## Document excerpt
Now, of course, there is a small smidgen of truth to the statement. After all, if we sit around at our dinner tables praying for manna from heaven, we’re probably going to be left empty handed. However, we can eat because God has blessed creation with abundance and the means by which we can procure food for our tables whether its gardens in our yard or employment in order to purchase food.
Likewise, focusing in school, listening and responding to our spouses, nurturing our children, all of these things result in the betterment of our lives because we have worked for them to be better.
However, all of that pales in comparison to how “God Helps Those Who Help Themselves” has been used by Christians to avoid our obligations to help others.
The expression in question has far more to do with capitalism than it does with Christianity. In fact, it’s rather antithetical to the message of scripture as a whole for God is the God of deliverance for a people undeserving.
People like us.
The truth is: some people cannot help themselves.
Period. Full stop.
Societal discrimination, generational poverty, institutional racism, natural disasters, and a host of other problems prevent people from helping themselves.
Some people, in fact most people, are in holes so deep with walls so steep, that there’s no way they’ll ever climb out without help.
Food scarcity is a major problem in our area here in Woodbridge. As long as I’ve been the pastor here we’ve participated in a food distribution program once a month where huge crowds of people show up just to receive food. They will often stand in line in the heat of summer and in the cold of winter for hours at times just for a chance to bring home a grocery store bag’s worth of food.
Our local elementary school, right across the street, has a majority of students who, when schools are actually open, have free or reduced price lunches. And for many of those students its the only reliable food source they have in any given week.
And I lost track a long time ago how many people have stopped by our doors on any given day asking simply for food. Not for money, not for gas, not for anything else but food.

## Tasks to carry out
**1)** Could you transcribe the stretch of the passage about helping others from "However, all of" through "out without help."?
**2)** Can you restate word for word the stretch of the listing from the line that contains "point_to(query) locates the white bathtub" through the line that contains "x=93, y=378"?

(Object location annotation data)
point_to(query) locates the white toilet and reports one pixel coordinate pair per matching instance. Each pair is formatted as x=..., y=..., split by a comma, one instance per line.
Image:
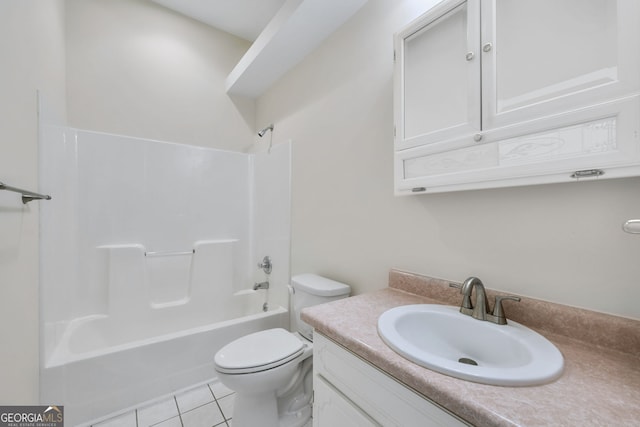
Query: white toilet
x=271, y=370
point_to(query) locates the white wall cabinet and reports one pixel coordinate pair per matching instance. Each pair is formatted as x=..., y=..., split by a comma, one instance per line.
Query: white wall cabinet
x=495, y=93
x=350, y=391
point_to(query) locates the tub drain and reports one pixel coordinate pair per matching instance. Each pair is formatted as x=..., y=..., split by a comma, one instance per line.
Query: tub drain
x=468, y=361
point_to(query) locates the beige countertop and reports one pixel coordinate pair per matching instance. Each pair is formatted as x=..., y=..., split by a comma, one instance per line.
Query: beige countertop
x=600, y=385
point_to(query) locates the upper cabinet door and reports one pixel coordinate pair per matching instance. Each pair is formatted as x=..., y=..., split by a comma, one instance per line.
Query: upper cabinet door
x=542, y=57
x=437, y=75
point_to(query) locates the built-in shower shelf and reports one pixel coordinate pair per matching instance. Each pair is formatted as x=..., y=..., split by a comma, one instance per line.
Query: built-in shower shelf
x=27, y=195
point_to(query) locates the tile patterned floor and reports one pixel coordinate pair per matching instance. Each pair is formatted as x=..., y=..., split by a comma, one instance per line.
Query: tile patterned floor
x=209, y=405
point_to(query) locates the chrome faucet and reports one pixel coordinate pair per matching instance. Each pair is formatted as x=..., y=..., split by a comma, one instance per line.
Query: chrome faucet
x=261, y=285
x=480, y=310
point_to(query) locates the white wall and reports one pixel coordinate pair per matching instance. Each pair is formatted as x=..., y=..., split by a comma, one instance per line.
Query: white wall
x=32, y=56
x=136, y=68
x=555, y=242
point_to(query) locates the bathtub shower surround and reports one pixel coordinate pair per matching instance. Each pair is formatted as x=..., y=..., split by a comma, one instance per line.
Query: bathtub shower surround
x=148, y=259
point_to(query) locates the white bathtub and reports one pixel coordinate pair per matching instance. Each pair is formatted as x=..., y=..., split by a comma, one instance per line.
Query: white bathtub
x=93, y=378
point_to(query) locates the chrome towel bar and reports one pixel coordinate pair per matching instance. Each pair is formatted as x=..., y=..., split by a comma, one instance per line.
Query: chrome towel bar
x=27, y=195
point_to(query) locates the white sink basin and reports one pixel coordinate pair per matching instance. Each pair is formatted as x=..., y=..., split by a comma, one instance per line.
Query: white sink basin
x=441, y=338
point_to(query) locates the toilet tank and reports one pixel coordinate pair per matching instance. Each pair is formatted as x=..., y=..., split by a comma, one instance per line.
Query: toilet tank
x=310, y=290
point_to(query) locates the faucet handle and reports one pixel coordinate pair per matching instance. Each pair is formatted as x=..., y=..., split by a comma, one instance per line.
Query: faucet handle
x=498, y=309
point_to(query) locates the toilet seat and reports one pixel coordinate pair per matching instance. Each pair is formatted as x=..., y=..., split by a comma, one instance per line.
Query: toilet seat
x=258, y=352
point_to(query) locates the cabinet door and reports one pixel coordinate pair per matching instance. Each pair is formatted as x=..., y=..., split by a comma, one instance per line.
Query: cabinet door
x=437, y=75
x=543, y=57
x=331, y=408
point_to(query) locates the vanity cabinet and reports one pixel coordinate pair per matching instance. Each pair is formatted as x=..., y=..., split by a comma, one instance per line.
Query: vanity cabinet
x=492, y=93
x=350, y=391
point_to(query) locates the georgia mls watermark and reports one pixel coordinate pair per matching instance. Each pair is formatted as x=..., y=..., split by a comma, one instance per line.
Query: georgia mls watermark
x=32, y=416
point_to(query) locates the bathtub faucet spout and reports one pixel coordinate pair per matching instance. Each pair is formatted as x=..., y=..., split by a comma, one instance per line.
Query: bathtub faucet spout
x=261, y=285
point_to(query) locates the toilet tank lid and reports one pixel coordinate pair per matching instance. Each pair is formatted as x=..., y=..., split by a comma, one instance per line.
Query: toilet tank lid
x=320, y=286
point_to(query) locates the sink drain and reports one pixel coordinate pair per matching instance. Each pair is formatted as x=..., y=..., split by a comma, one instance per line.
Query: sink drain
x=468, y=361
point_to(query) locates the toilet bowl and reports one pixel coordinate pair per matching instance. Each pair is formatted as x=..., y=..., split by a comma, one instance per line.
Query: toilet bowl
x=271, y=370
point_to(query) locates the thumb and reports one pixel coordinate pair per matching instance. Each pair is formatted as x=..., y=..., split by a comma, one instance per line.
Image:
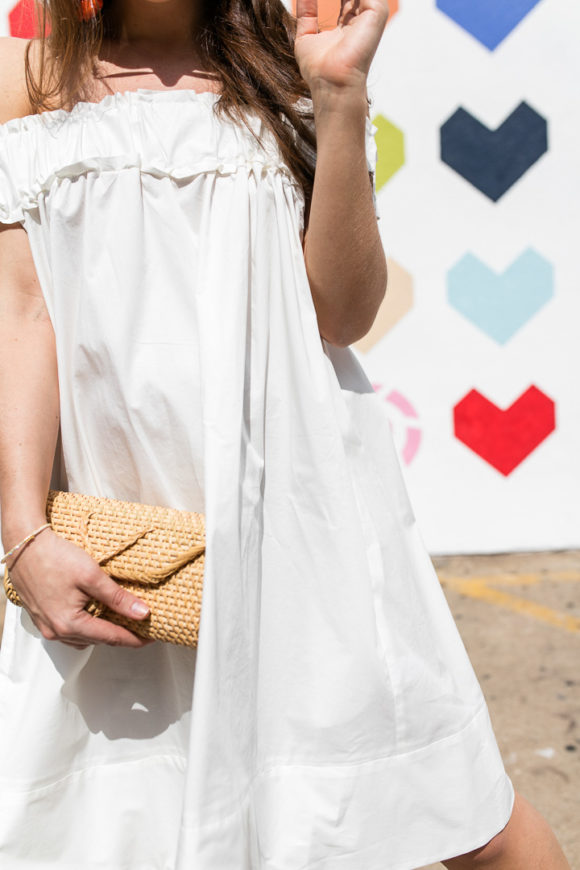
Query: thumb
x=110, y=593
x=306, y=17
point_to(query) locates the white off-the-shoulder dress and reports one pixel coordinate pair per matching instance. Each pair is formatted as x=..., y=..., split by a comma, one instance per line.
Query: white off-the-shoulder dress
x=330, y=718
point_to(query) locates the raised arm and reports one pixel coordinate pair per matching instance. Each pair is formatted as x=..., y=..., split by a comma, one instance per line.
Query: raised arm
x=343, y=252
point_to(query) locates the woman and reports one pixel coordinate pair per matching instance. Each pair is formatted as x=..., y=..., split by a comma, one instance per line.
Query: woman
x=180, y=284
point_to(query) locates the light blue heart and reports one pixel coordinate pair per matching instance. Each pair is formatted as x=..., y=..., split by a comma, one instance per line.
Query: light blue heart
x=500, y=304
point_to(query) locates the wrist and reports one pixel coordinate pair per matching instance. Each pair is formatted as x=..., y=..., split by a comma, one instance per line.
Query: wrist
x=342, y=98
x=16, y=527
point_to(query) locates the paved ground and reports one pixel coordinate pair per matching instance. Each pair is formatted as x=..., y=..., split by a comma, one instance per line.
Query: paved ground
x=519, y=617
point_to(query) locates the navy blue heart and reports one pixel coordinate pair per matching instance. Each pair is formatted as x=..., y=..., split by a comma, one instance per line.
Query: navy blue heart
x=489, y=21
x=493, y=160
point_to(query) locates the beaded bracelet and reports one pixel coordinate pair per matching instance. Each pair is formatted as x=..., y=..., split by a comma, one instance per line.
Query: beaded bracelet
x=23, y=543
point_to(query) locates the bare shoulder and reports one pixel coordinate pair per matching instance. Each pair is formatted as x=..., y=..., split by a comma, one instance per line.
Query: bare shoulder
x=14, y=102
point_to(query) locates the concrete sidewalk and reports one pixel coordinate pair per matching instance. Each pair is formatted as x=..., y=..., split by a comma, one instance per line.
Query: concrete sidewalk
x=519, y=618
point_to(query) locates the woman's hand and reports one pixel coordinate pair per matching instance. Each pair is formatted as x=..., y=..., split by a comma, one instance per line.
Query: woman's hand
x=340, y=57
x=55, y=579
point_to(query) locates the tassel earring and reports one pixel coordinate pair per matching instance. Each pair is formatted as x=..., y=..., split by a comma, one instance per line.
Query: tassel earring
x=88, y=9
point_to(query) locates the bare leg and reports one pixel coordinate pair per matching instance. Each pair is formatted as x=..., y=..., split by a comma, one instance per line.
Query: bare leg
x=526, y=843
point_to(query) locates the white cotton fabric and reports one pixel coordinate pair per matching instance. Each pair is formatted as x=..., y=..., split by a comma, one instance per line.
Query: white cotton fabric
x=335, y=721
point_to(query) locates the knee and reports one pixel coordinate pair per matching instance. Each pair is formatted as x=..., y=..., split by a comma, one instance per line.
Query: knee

## Task-by-task solutions
**1)**
However, all of that pales in comparison to how “God Helps Those Who Help Themselves” has been used by Christians to avoid our obligations to help others.
The expression in question has far more to do with capitalism than it does with Christianity. In fact, it’s rather antithetical to the message of scripture as a whole for God is the God of deliverance for a people undeserving.
People like us.
The truth is: some people cannot help themselves.
Period. Full stop.
Societal discrimination, generational poverty, institutional racism, natural disasters, and a host of other problems prevent people from helping themselves.
Some people, in fact most people, are in holes so deep with walls so steep, that there’s no way they’ll ever climb out without help.

**2)**
point_to(query) locates the white bathtub and reports one pixel coordinate pair per matching instance. Each pair is formatted as x=..., y=..., split by a comma, one instance per line.
Query: white bathtub
x=93, y=378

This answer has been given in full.